Annotation dataset entries
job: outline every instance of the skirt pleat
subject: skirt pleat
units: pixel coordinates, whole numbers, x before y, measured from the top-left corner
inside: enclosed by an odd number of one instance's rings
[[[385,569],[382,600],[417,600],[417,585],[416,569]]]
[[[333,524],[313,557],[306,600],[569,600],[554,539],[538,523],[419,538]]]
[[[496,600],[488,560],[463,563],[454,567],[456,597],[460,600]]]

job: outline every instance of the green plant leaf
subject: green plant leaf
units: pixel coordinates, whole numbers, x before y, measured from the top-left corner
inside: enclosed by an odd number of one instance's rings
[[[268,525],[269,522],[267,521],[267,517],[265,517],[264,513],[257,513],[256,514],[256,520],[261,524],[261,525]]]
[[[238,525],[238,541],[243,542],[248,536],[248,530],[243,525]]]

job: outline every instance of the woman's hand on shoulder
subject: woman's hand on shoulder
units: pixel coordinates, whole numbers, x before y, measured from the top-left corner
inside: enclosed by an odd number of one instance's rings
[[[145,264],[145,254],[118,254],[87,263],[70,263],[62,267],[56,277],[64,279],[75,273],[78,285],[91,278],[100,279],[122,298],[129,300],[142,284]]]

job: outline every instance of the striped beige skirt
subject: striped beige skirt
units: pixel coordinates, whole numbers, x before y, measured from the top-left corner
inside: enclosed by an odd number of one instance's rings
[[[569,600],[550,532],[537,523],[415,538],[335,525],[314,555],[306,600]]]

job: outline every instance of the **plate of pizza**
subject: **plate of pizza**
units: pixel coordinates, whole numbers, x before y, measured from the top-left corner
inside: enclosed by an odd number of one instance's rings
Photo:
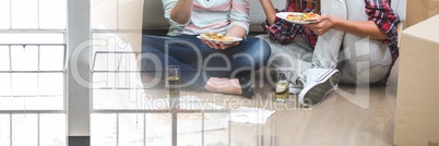
[[[316,19],[320,15],[316,13],[280,12],[276,13],[276,16],[289,23],[311,24],[316,23]]]

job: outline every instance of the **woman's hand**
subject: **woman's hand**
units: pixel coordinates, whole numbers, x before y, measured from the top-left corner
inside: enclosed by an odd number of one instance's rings
[[[209,40],[201,40],[203,41],[203,44],[206,44],[209,47],[214,48],[216,50],[225,50],[227,48],[234,47],[234,46],[238,46],[239,41],[235,41],[233,44],[216,44],[215,41],[209,41]]]
[[[335,26],[336,19],[331,15],[323,14],[316,19],[316,23],[306,24],[309,29],[321,36]]]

◆ **Aim of the exercise**
Rewrite all of the material with "pixel coordinates" changed to "image coordinates" and nothing else altered. Omit the picture from your output.

◆ **Finished exercise**
job: outline every instance of the skirt pleat
subject: skirt pleat
units: image coordinates, whole numbers, x before y, measured from the top-left corner
inside: enclosed by an odd number of one instance's rings
[[[385,569],[382,600],[417,600],[417,585],[416,569]]]
[[[333,524],[313,557],[306,600],[569,600],[554,539],[538,523],[419,538]]]
[[[496,600],[488,560],[463,563],[454,567],[456,597],[460,600]]]

job: outline every instance of the green plant leaf
subject: green plant leaf
units: image coordinates, whole numbers, x before y, measured from the top-left corner
inside: enclosed by an odd number of one instance's rings
[[[268,525],[269,522],[267,521],[267,517],[265,517],[264,513],[257,513],[256,514],[256,520],[261,524],[261,525]]]
[[[238,525],[238,541],[243,542],[248,536],[248,530],[243,525]]]

job: outline every instance of the woman's hand on shoulder
subject: woman's hand on shoulder
units: image coordinates, whole numbers, x before y, measured from the top-left corner
inside: enclosed by an odd number of one instance's rings
[[[145,264],[145,254],[118,254],[87,263],[70,263],[62,267],[56,277],[64,279],[75,273],[78,285],[91,278],[100,279],[122,298],[129,300],[142,284]]]

job: outline every instance of the striped beige skirt
subject: striped beige skirt
units: image coordinates, whole numbers, x before y, measured from the top-left corner
inside: enclosed by an odd number of one instance's rings
[[[569,600],[550,532],[537,523],[415,538],[335,525],[314,555],[306,600]]]

job: outline every instance of the **plate of pizza**
subject: **plate of pizza**
units: image coordinates, whole numbers, x before y, measured from the top-left corner
inside: enclosed by an odd number of one instance's rings
Photo:
[[[316,19],[320,15],[316,13],[280,12],[276,13],[276,16],[289,23],[311,24],[316,23]]]

job: outline every instance of the **woman's hand**
subject: **woman's hand**
units: image coordinates, whole numbers, x before y, measured from the top-left corner
inside: enclosed by an odd number of one instance's rings
[[[209,40],[201,40],[203,41],[203,44],[206,44],[209,47],[214,48],[216,50],[225,50],[227,48],[234,47],[234,46],[238,46],[239,41],[235,41],[233,44],[216,44],[215,41],[209,41]]]
[[[335,26],[336,19],[331,15],[323,14],[316,19],[316,23],[306,24],[309,29],[321,36]]]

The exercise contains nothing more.